• _Problem to solve_:
Gather every line of the entries below that contains the string "segment", with uppercase and lowercase treated as different.

Begin Stored records

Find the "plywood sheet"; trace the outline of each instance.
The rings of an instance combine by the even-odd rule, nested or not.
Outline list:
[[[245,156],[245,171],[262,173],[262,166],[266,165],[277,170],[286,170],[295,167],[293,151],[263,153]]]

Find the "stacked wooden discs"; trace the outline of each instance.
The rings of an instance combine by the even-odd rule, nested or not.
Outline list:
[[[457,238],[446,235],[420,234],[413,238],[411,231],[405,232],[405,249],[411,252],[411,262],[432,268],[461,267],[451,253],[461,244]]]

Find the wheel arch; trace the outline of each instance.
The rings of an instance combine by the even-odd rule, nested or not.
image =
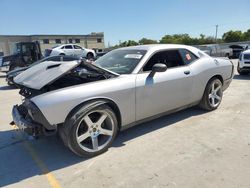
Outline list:
[[[222,85],[224,84],[223,77],[222,77],[220,74],[216,74],[216,75],[212,76],[212,77],[208,80],[207,84],[208,84],[212,79],[214,79],[214,78],[219,79],[219,80],[221,81]],[[207,85],[207,84],[206,84],[206,85]]]
[[[81,102],[68,113],[64,122],[66,122],[72,116],[73,113],[79,111],[80,109],[82,109],[81,111],[84,111],[84,110],[87,111],[88,109],[91,109],[91,108],[94,108],[103,104],[108,105],[114,111],[117,121],[118,121],[118,128],[120,130],[121,124],[122,124],[122,117],[121,117],[120,109],[118,105],[112,99],[109,99],[109,98],[94,98],[94,99],[88,99],[88,100]]]

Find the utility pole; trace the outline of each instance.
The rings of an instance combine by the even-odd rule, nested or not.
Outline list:
[[[218,27],[219,27],[219,25],[217,24],[215,27],[216,27],[216,29],[215,29],[215,43],[217,43]]]

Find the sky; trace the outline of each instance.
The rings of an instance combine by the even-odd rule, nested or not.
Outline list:
[[[250,29],[250,0],[0,0],[0,35],[104,32],[105,44]]]

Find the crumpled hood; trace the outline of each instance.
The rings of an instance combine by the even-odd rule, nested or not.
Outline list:
[[[39,90],[55,81],[71,69],[78,66],[80,61],[45,61],[28,68],[14,78],[14,82],[31,89]]]
[[[112,71],[103,69],[91,63],[87,63],[81,60],[73,61],[44,61],[37,65],[34,65],[27,70],[21,72],[14,77],[14,82],[17,85],[25,86],[31,89],[40,90],[47,84],[59,79],[67,72],[71,71],[78,65],[82,65],[86,68],[94,70],[100,74],[112,74],[118,76],[119,74]]]

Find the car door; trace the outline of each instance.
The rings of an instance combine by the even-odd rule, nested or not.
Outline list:
[[[65,53],[65,55],[71,55],[71,56],[75,55],[72,45],[65,45],[63,48],[63,52]]]
[[[74,46],[74,54],[77,57],[83,57],[83,49],[82,47],[78,46],[78,45],[73,45]]]
[[[156,63],[164,63],[168,69],[150,77]],[[136,120],[190,104],[192,84],[190,67],[183,62],[178,50],[155,53],[136,78]]]

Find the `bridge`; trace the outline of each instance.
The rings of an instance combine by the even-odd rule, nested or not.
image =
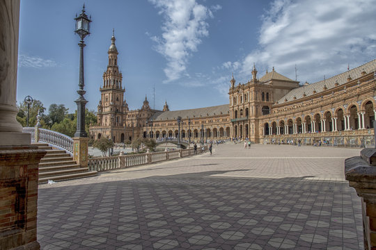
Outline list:
[[[175,145],[178,145],[178,139],[164,139],[164,140],[157,140],[157,146],[162,146],[165,143],[172,143]],[[189,145],[189,142],[186,140],[181,140],[180,144],[182,144],[182,148],[187,149]]]

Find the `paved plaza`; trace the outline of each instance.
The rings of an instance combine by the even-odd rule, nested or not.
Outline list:
[[[242,144],[41,185],[42,249],[361,249],[360,150]]]

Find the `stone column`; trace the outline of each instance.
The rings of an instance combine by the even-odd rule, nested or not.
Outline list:
[[[16,120],[19,0],[0,1],[0,249],[40,249],[38,164],[45,151],[30,144]]]
[[[376,149],[346,159],[345,176],[361,198],[364,249],[376,249]]]

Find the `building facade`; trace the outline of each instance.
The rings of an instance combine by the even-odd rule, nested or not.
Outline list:
[[[301,140],[338,144],[373,143],[375,117],[376,60],[328,79],[299,85],[273,67],[260,78],[256,66],[251,80],[236,85],[230,81],[228,104],[170,111],[151,109],[147,97],[140,109],[130,110],[117,65],[115,37],[108,51],[109,63],[100,88],[97,125],[90,136],[117,143],[136,138],[181,137],[205,140],[250,140],[254,143],[285,143]]]

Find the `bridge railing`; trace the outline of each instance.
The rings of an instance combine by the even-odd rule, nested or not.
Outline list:
[[[36,130],[38,131],[36,133]],[[23,128],[23,133],[31,134],[31,142],[45,142],[73,155],[73,139],[58,132],[45,128]]]
[[[204,146],[203,148],[203,151],[201,148],[197,149],[197,153],[203,153],[207,151],[207,146]],[[88,167],[90,171],[103,172],[166,161],[188,157],[194,154],[194,149],[188,149],[164,152],[98,157],[89,159]]]

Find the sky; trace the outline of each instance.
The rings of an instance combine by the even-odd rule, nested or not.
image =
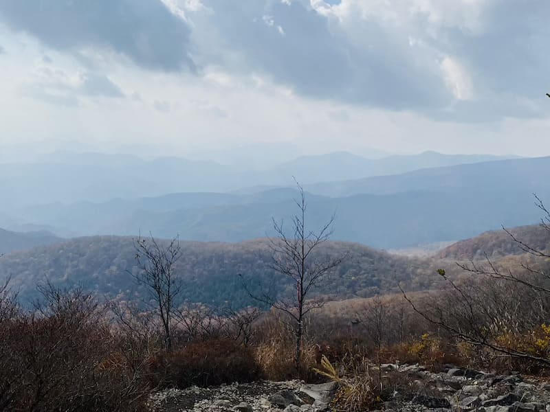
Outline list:
[[[548,16],[547,0],[2,0],[0,150],[547,155]]]

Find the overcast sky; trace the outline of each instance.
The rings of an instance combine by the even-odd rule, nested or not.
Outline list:
[[[550,154],[549,16],[547,0],[2,0],[0,148]]]

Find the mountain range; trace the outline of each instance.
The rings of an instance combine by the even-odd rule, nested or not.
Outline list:
[[[542,250],[550,250],[550,232],[538,225],[512,228],[518,238]],[[0,241],[6,236],[0,231]],[[159,240],[161,244],[165,240]],[[146,291],[134,281],[137,270],[135,238],[92,236],[63,240],[54,244],[14,251],[0,258],[0,279],[10,276],[12,286],[25,302],[36,297],[36,285],[49,281],[63,287],[80,286],[99,296],[147,301]],[[294,286],[270,268],[272,251],[265,239],[237,243],[181,242],[182,256],[175,273],[184,283],[182,301],[236,307],[258,304],[246,293],[270,290],[283,295]],[[450,276],[463,272],[456,261],[485,259],[517,271],[526,259],[504,231],[485,233],[459,242],[430,258],[404,257],[357,243],[328,242],[318,256],[349,257],[316,292],[327,299],[368,297],[408,290],[426,290],[443,286],[437,270]],[[548,268],[546,264],[544,270]]]
[[[382,249],[468,238],[538,221],[533,193],[550,198],[548,170],[550,157],[514,159],[306,184],[308,222],[316,227],[336,213],[336,240]],[[296,194],[292,187],[175,193],[21,207],[17,214],[28,225],[63,237],[151,232],[239,242],[272,235],[272,219],[287,220]],[[12,229],[12,220],[0,216],[0,227]]]

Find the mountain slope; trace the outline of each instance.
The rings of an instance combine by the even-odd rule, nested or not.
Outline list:
[[[51,244],[62,240],[47,231],[19,233],[0,229],[0,254],[14,251],[24,251],[42,244]]]
[[[418,169],[503,159],[506,157],[490,154],[443,154],[437,152],[424,152],[419,154],[393,155],[369,159],[348,152],[336,152],[318,156],[302,156],[284,163],[271,172],[281,176],[296,176],[300,181],[307,183],[397,174]]]
[[[182,297],[190,301],[236,306],[254,303],[244,292],[241,278],[252,289],[261,284],[276,293],[292,293],[287,278],[267,268],[271,252],[265,240],[241,243],[182,242],[183,255],[176,271],[184,280]],[[432,286],[434,268],[421,260],[393,256],[358,244],[327,242],[320,253],[351,258],[320,286],[319,293],[334,298],[368,297],[396,292],[402,282],[411,288]],[[130,273],[135,270],[130,238],[95,236],[13,253],[0,260],[0,279],[12,277],[12,286],[25,299],[35,294],[37,282],[80,284],[101,295],[128,299],[146,296]]]
[[[550,157],[513,159],[415,170],[346,181],[307,185],[307,190],[324,196],[362,193],[387,194],[429,190],[456,192],[484,190],[504,192],[507,188],[537,191],[546,187]]]
[[[514,227],[508,231],[518,240],[537,250],[547,251],[550,249],[550,231],[540,225]],[[498,230],[454,243],[439,251],[436,255],[441,259],[474,260],[524,253],[525,251],[510,235],[504,230]]]
[[[302,183],[389,174],[419,167],[471,163],[494,157],[423,153],[368,159],[349,153],[302,157],[267,170],[176,157],[144,160],[125,154],[56,152],[38,161],[0,164],[0,211],[21,206],[115,198],[157,196],[183,192],[230,192],[256,185]],[[14,217],[19,217],[14,216]]]

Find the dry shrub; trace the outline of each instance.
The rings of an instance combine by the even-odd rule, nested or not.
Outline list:
[[[368,410],[382,402],[382,387],[370,373],[366,358],[351,358],[346,365],[345,376],[341,377],[326,356],[322,356],[319,368],[314,371],[338,384],[332,400],[333,411],[360,412]]]
[[[113,339],[95,300],[43,293],[46,304],[0,323],[0,410],[144,410],[138,377],[101,367]]]
[[[251,350],[234,341],[211,340],[163,352],[149,360],[155,387],[185,388],[252,382],[262,377]]]
[[[256,336],[254,357],[266,378],[285,380],[298,376],[308,381],[318,380],[318,375],[311,371],[316,365],[314,345],[307,334],[302,338],[301,370],[298,371],[294,363],[294,334],[285,322],[276,317],[266,319]]]
[[[384,362],[420,363],[432,371],[440,371],[443,365],[461,366],[468,362],[460,347],[454,343],[425,333],[419,339],[382,350]]]

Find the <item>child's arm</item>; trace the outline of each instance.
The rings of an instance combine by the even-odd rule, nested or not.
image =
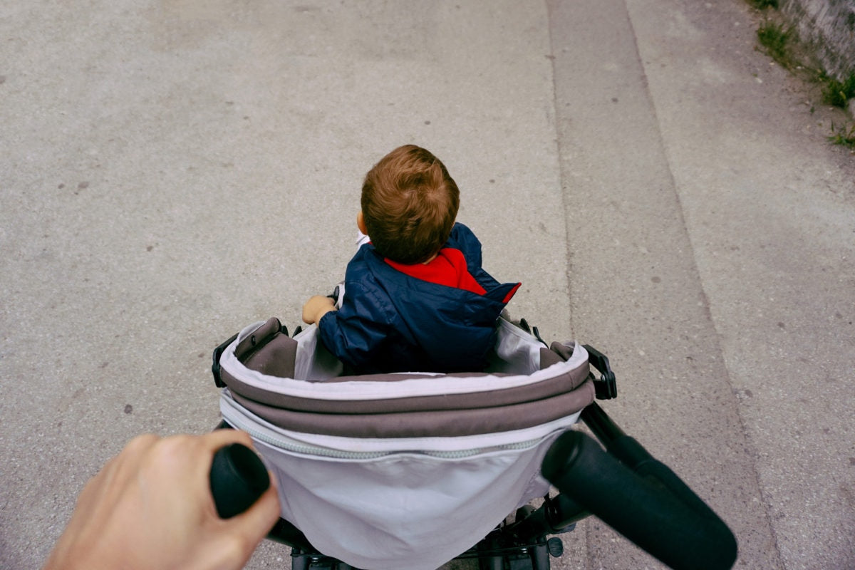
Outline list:
[[[321,317],[335,310],[335,302],[328,297],[315,295],[303,305],[303,320],[310,325],[321,321]]]

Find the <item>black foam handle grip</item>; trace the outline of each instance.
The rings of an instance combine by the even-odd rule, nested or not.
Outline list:
[[[542,473],[562,493],[672,568],[727,570],[736,561],[736,538],[715,513],[636,474],[581,432],[555,441]]]
[[[243,513],[270,486],[270,476],[258,455],[243,444],[232,444],[214,454],[211,495],[221,519]]]

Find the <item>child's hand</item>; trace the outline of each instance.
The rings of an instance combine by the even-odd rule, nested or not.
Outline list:
[[[321,317],[335,310],[335,302],[328,297],[315,295],[303,305],[303,320],[310,325],[321,321]]]

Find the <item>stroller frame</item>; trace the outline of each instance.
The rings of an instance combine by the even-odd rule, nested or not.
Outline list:
[[[524,320],[518,326],[546,345],[537,327],[529,327]],[[282,332],[287,335],[284,326]],[[219,387],[226,385],[220,358],[237,337],[214,350],[212,373]],[[590,367],[598,374],[588,372],[596,399],[616,397],[608,357],[583,346]],[[519,508],[512,522],[503,522],[455,560],[477,559],[480,570],[549,570],[551,556],[563,551],[561,538],[550,536],[571,532],[576,522],[595,515],[671,567],[733,566],[737,549],[733,533],[669,467],[624,433],[596,402],[581,411],[580,419],[599,444],[574,430],[551,444],[541,473],[559,492],[545,497],[536,508]],[[219,427],[232,426],[223,420]],[[357,570],[319,552],[284,519],[268,538],[292,547],[292,570]]]

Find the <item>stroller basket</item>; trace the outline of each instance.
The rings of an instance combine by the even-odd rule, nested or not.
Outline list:
[[[576,343],[547,348],[504,319],[498,330],[487,369],[468,374],[342,375],[316,327],[292,338],[276,319],[247,326],[215,351],[224,422],[250,433],[277,479],[282,520],[270,538],[298,549],[293,567],[309,567],[300,553],[315,561],[323,553],[330,566],[311,567],[433,570],[465,553],[479,555],[481,567],[498,570],[511,567],[509,561],[519,558],[522,548],[530,566],[512,567],[540,570],[549,567],[547,534],[601,512],[674,567],[730,567],[735,541],[700,499],[664,466],[654,474],[673,475],[666,485],[679,482],[678,498],[633,473],[644,463],[649,477],[656,471],[650,466],[661,464],[637,443],[628,444],[631,438],[593,403],[595,394],[614,394],[608,360]],[[568,432],[580,416],[616,451],[607,455],[587,436]],[[550,489],[541,466],[563,492],[534,510],[523,505]],[[606,485],[598,488],[603,497],[592,502],[579,492],[588,479]],[[678,523],[665,524],[666,532],[685,527],[687,518],[711,520],[714,527],[695,532],[687,546],[663,548],[670,538],[647,536],[649,521],[638,524],[631,513],[609,510],[620,505],[609,498],[616,485],[624,487],[618,496],[630,494],[622,500],[644,503],[640,508],[657,513],[657,520],[676,514]],[[517,520],[504,524],[518,508]],[[706,555],[697,548],[721,549],[719,523],[733,543],[732,556],[725,549],[729,563],[697,564],[696,555]],[[706,544],[712,535],[715,544]],[[548,549],[557,555],[558,547],[551,542]],[[670,551],[690,548],[693,563],[679,566],[682,561]]]

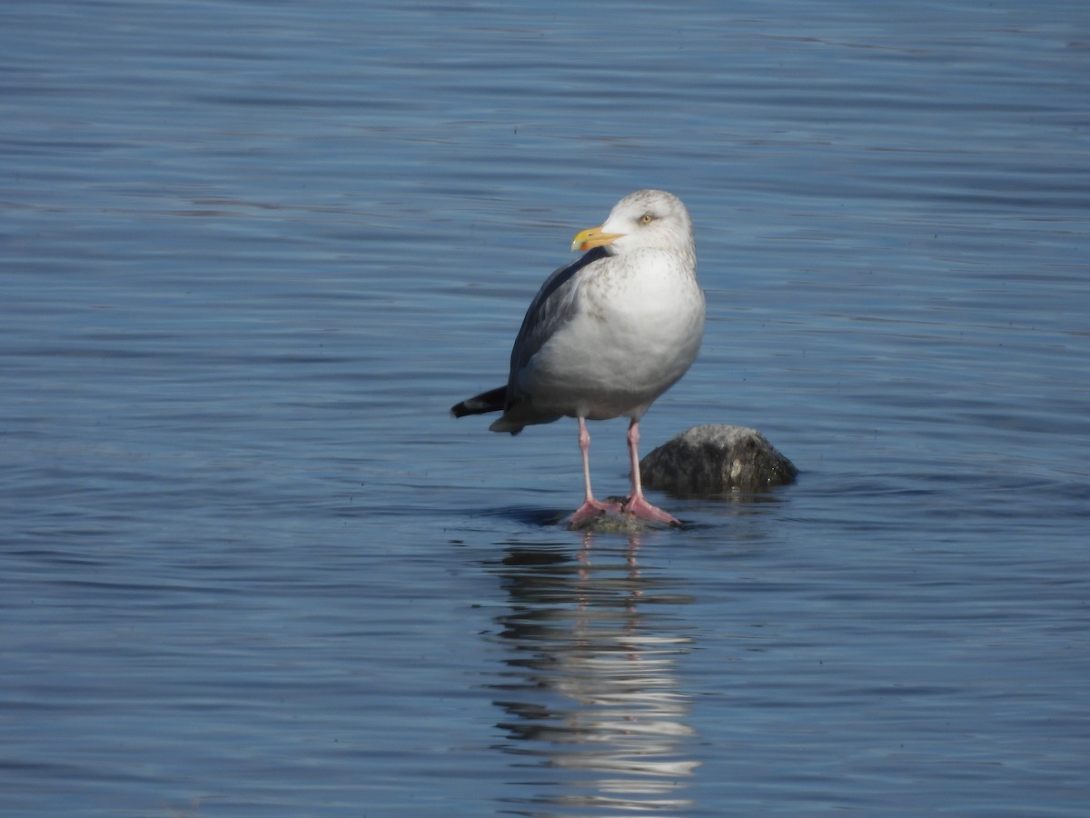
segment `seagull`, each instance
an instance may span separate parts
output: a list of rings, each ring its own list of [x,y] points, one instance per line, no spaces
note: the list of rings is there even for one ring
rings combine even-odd
[[[692,219],[677,196],[641,190],[598,227],[578,233],[584,254],[550,275],[526,310],[511,350],[507,385],[457,404],[451,414],[498,412],[488,429],[514,435],[561,417],[579,422],[583,504],[571,528],[602,514],[677,526],[643,496],[640,419],[697,359],[704,293],[697,282]],[[627,417],[632,490],[622,503],[591,492],[588,420]]]

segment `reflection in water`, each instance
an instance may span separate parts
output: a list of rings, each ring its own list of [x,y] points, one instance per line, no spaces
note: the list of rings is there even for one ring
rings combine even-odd
[[[578,807],[585,815],[677,810],[698,762],[688,757],[694,732],[674,663],[689,639],[670,629],[662,579],[642,576],[639,541],[623,550],[585,534],[578,558],[567,548],[509,546],[497,568],[511,610],[498,618],[511,657],[496,689],[507,713],[501,748],[528,770],[548,771],[521,803],[542,811]],[[616,541],[614,541],[616,542]],[[610,557],[616,556],[616,560]]]

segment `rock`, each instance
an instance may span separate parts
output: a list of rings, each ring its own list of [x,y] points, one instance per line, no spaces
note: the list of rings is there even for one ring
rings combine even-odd
[[[644,486],[679,495],[760,491],[798,473],[755,429],[722,424],[688,429],[640,461]]]

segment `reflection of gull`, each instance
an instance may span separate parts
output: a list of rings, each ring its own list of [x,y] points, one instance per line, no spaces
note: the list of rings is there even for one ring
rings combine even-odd
[[[692,221],[665,191],[632,193],[600,227],[576,236],[588,251],[556,270],[522,321],[506,386],[456,405],[457,418],[502,411],[489,429],[518,434],[561,417],[579,421],[585,498],[571,525],[620,512],[656,522],[678,520],[651,505],[640,482],[640,418],[697,358],[704,294],[697,284]],[[591,492],[586,420],[627,417],[632,491],[622,504]]]
[[[689,751],[695,731],[676,672],[690,639],[659,612],[664,601],[688,598],[658,593],[662,579],[642,577],[631,549],[621,566],[591,564],[589,551],[579,566],[512,553],[500,569],[511,594],[500,623],[513,654],[497,703],[513,739],[507,751],[541,758],[540,769],[552,771],[543,781],[549,794],[532,801],[683,811],[691,802],[678,791],[700,763]]]

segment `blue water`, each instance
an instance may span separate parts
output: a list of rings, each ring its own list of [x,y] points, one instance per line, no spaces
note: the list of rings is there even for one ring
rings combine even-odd
[[[525,5],[0,10],[0,814],[1085,815],[1090,7]],[[569,532],[447,410],[644,187],[802,473]]]

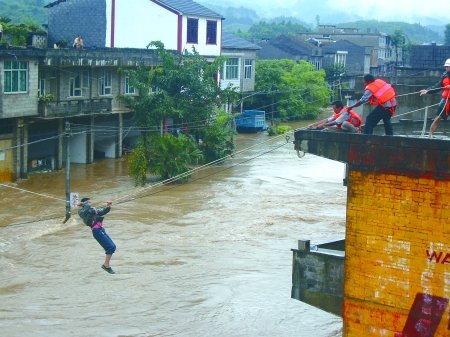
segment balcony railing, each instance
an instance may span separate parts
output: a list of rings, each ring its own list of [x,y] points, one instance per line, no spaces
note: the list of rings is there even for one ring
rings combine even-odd
[[[111,112],[112,98],[96,98],[58,102],[39,102],[39,114],[43,117],[70,117]]]

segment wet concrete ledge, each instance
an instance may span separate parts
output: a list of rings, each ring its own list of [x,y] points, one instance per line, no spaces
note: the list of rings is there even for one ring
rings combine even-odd
[[[292,249],[291,298],[342,316],[345,240],[310,245],[299,240]]]
[[[450,141],[298,129],[295,149],[363,172],[450,179]]]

End Stored records

• _Task answer_:
segment `seagull`, each instance
segment `reflection in water`, each instance
segment `rock`, each instance
segment `reflection of gull`, each instance
segment `blue water`, each instance
segment balcony railing, each instance
segment wet concrete ledge, each instance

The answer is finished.